Assignment A:
Reproduce the passage of the US election commentary between "In terms of" and "Affordable Care Act.", inclusive, word for word.
Assignment B:
In the US election commentary, what does Luce say makes a bear a more manageable threat than termites?

In terms of social policy, Clinton is pledged to continue the policies of the Obama administration, which has overseen a massive transfer of wealth to the rich and the return of social inequality to the historic levels that prevailed in the first decades of the twentieth century. In the days leading up to the election, millions of workers were confronted with the news that their health insurance premiums will rise by double digits, the outcome of Obama’s signature domestic initiative, the misnamed Affordable Care Act.

Regardless of the outcome, today’s vote will not solve anything. Nothing that happens on Election Day is going to lead to a rise in living standards, resolve any of the great social problems facing the working class, or put an end to the danger of world war. It will only establish the framework for the next stage of the political crisis in the United States.

This political crisis will have far-reaching and global consequences. Media commentators internationally have followed what is happening in the United States with a mixture of shock and horror. Edward Luce, writing in the British Financial Times, sums up the prevailing anxiety in a comment published Sunday under the headline, “American democracy’s gravest trial.” The American political system, he writes, is “teetering, whatever the outcome of the US elections.”

Luce asks his readers to “imagine two kinds of threat: one where a bear [Trump] breaks into your cabin, the other where termites eat it from within.” The good thing about a bear, he writes, “is that you can see it coming.” In contrast, “Termites are invisible. It is hard to pinpoint when they began to eat away at the foundation. When and why did Americans lose faith in their system?”

Data items:
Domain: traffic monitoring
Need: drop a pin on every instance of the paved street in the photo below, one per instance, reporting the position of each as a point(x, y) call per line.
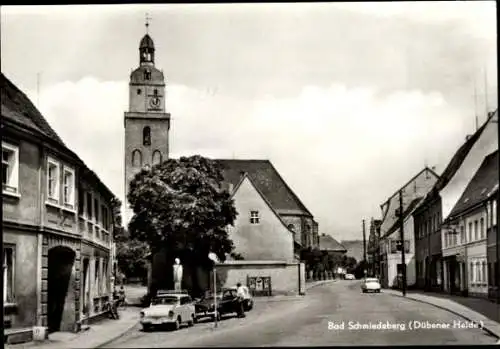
point(305, 322)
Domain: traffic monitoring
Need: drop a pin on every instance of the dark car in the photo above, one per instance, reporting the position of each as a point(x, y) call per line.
point(227, 303)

Answer A:
In terms of social policy, Clinton is pledged to continue the policies of the Obama administration, which has overseen a massive transfer of wealth to the rich and the return of social inequality to the historic levels that prevailed in the first decades of the twentieth century. In the days leading up to the election, millions of workers were confronted with the news that their health insurance premiums will rise by double digits, the outcome of Obama’s signature domestic initiative, the misnamed Affordable Care Act.

Answer B:
Luce says the good thing about a bear is that you can see it coming. Termites are invisible, and it is hard to pinpoint when they began to eat away at the foundation.